┏━━

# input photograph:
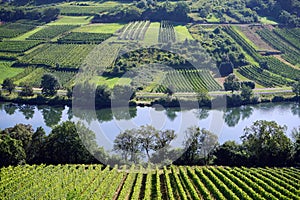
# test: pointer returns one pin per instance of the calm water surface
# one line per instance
(228, 123)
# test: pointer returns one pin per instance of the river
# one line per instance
(227, 123)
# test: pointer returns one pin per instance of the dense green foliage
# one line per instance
(50, 32)
(17, 46)
(134, 30)
(98, 181)
(188, 81)
(84, 38)
(59, 55)
(10, 30)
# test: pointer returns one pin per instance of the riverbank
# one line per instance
(189, 100)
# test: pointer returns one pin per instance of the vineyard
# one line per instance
(11, 30)
(188, 81)
(268, 65)
(17, 46)
(100, 182)
(59, 55)
(50, 32)
(134, 31)
(84, 38)
(166, 32)
(289, 54)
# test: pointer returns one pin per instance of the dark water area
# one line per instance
(227, 123)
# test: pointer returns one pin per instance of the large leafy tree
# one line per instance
(231, 83)
(230, 154)
(49, 85)
(8, 85)
(267, 144)
(11, 151)
(199, 144)
(128, 145)
(296, 149)
(67, 143)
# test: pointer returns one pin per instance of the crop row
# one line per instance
(58, 55)
(188, 81)
(134, 30)
(291, 55)
(50, 32)
(289, 36)
(266, 65)
(166, 32)
(17, 46)
(11, 30)
(84, 38)
(262, 77)
(100, 182)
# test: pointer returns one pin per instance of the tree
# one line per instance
(26, 91)
(296, 89)
(49, 84)
(11, 151)
(122, 94)
(128, 145)
(66, 145)
(35, 151)
(199, 144)
(50, 14)
(231, 83)
(8, 85)
(267, 144)
(246, 93)
(296, 147)
(230, 154)
(146, 137)
(102, 96)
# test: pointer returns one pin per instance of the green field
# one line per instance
(89, 8)
(6, 71)
(151, 36)
(110, 81)
(28, 34)
(63, 55)
(174, 182)
(72, 20)
(100, 28)
(266, 20)
(182, 33)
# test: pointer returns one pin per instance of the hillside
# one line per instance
(100, 182)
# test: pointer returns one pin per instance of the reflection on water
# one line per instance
(111, 122)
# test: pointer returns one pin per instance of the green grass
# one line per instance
(244, 37)
(28, 34)
(211, 18)
(266, 20)
(100, 28)
(90, 8)
(110, 81)
(182, 33)
(151, 36)
(6, 71)
(72, 20)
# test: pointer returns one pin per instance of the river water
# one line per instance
(227, 123)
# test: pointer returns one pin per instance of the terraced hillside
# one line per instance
(103, 182)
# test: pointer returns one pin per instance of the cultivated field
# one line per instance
(100, 182)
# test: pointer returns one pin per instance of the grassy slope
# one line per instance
(28, 34)
(151, 36)
(110, 82)
(72, 20)
(6, 71)
(100, 28)
(182, 33)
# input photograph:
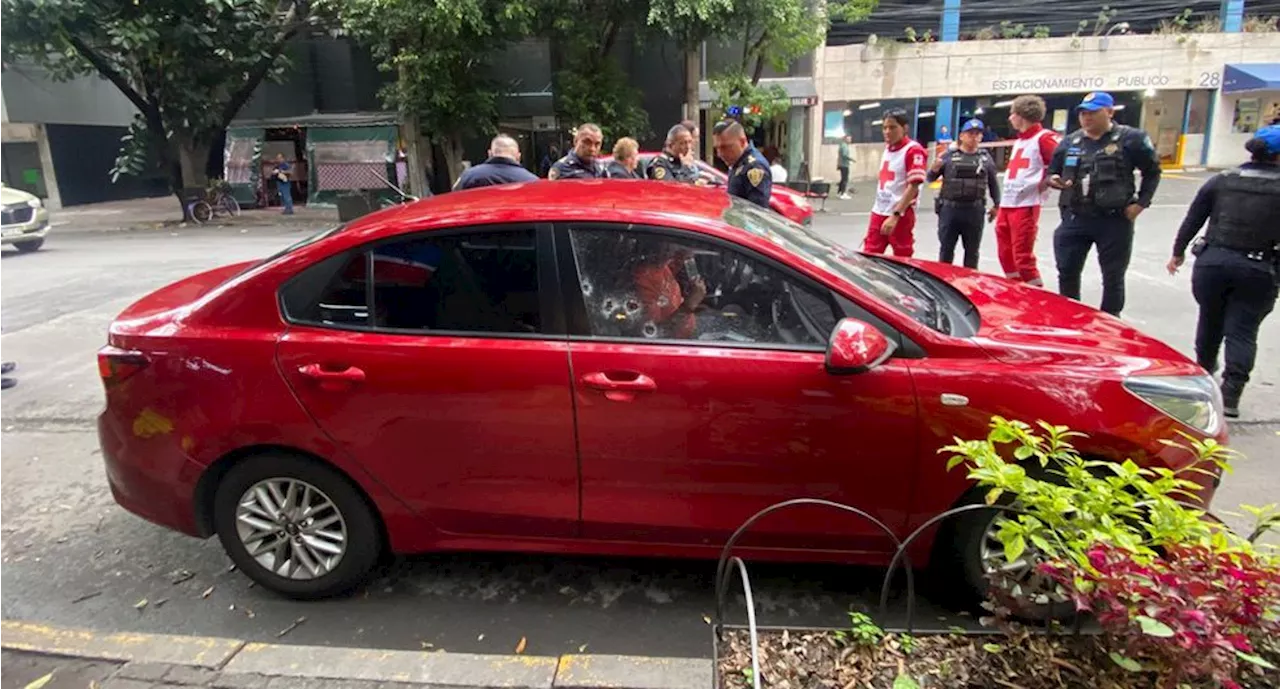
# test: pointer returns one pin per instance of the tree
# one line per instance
(691, 23)
(442, 53)
(590, 85)
(187, 65)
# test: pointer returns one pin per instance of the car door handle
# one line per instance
(333, 379)
(620, 386)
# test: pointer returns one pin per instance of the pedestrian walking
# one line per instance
(626, 160)
(581, 163)
(842, 163)
(1025, 190)
(1095, 169)
(673, 163)
(749, 176)
(502, 167)
(283, 173)
(968, 176)
(903, 170)
(1237, 263)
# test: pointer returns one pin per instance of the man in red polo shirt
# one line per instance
(903, 169)
(1025, 190)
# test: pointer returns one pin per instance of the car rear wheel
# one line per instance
(296, 526)
(970, 561)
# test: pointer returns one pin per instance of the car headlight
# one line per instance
(1193, 400)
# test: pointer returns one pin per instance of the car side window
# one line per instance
(657, 286)
(481, 282)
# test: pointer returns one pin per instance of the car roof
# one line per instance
(543, 200)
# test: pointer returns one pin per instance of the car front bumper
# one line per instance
(35, 228)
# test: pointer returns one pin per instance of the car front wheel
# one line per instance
(296, 526)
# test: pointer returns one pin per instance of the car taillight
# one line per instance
(117, 365)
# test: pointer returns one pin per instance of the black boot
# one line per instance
(1232, 398)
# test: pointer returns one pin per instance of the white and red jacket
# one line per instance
(1028, 164)
(901, 165)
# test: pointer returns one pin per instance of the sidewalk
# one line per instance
(77, 657)
(163, 213)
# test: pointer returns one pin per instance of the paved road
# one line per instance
(69, 556)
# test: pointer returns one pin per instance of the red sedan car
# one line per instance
(785, 201)
(533, 368)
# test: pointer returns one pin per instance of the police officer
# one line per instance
(1093, 168)
(968, 174)
(581, 163)
(749, 176)
(1237, 263)
(671, 164)
(502, 167)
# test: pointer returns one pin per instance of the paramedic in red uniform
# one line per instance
(903, 169)
(1025, 190)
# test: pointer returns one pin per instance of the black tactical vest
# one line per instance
(964, 177)
(1247, 210)
(1101, 173)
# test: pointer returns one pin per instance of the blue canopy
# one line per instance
(1251, 77)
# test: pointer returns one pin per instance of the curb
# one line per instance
(144, 653)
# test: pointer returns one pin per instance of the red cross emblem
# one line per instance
(1018, 163)
(886, 174)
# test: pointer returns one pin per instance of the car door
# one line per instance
(685, 432)
(439, 363)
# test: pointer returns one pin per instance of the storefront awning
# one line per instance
(800, 90)
(1251, 77)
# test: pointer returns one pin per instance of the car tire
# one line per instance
(959, 566)
(238, 519)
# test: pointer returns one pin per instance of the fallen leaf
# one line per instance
(41, 681)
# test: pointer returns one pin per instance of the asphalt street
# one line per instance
(69, 556)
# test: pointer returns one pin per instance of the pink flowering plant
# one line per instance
(1174, 589)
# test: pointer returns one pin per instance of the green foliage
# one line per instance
(188, 67)
(442, 54)
(863, 632)
(1072, 502)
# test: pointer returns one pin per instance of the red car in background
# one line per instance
(785, 201)
(533, 368)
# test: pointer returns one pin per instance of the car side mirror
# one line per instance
(856, 347)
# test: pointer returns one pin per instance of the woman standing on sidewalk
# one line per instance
(1237, 263)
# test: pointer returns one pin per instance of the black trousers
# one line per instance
(963, 222)
(1234, 293)
(1112, 235)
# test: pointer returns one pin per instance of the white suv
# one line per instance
(23, 219)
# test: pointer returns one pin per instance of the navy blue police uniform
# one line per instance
(750, 178)
(1237, 274)
(1101, 172)
(571, 167)
(496, 170)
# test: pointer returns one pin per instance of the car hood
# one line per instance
(1023, 324)
(12, 196)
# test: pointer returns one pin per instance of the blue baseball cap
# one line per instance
(1271, 136)
(1097, 100)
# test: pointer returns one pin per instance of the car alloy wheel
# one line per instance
(291, 528)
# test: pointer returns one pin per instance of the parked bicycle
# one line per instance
(218, 201)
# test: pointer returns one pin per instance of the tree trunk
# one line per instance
(452, 149)
(693, 73)
(415, 155)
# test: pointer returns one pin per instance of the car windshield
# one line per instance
(901, 287)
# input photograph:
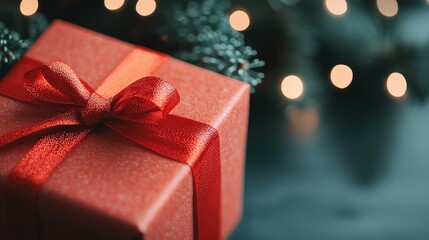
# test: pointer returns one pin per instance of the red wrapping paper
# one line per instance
(109, 187)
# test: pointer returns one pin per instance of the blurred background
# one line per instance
(338, 143)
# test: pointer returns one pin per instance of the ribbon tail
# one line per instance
(195, 144)
(26, 178)
(68, 118)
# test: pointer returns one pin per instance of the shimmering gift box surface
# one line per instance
(109, 187)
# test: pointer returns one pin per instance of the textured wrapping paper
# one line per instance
(109, 187)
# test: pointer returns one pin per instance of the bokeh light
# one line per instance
(239, 20)
(341, 76)
(113, 4)
(28, 7)
(388, 8)
(396, 85)
(336, 7)
(292, 87)
(145, 7)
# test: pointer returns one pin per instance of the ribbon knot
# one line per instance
(96, 110)
(140, 112)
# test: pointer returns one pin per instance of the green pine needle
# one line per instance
(208, 41)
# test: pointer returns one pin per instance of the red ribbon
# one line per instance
(140, 112)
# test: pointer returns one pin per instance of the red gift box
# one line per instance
(109, 187)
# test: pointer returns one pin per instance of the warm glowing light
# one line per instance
(28, 7)
(239, 20)
(396, 85)
(388, 8)
(113, 4)
(341, 76)
(292, 87)
(145, 7)
(336, 7)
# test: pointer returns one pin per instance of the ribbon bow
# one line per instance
(140, 112)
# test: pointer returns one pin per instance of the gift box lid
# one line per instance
(108, 186)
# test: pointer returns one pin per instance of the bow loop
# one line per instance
(56, 82)
(96, 110)
(146, 101)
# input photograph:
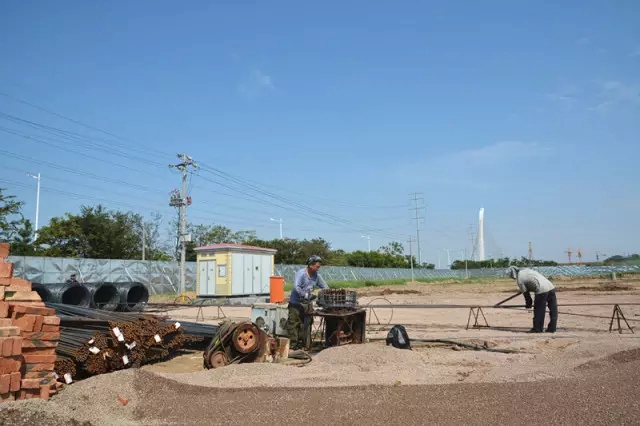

┗━━

TASK:
Extract each line from the entries above that contains the string "blue".

RESPONSE:
# test: pointer returns one pin per instance of the blue canopy
# test: pointer returns one pin per instance of the navy blue police uniform
# test: pointer returns one pin per instance of the blue baseball cap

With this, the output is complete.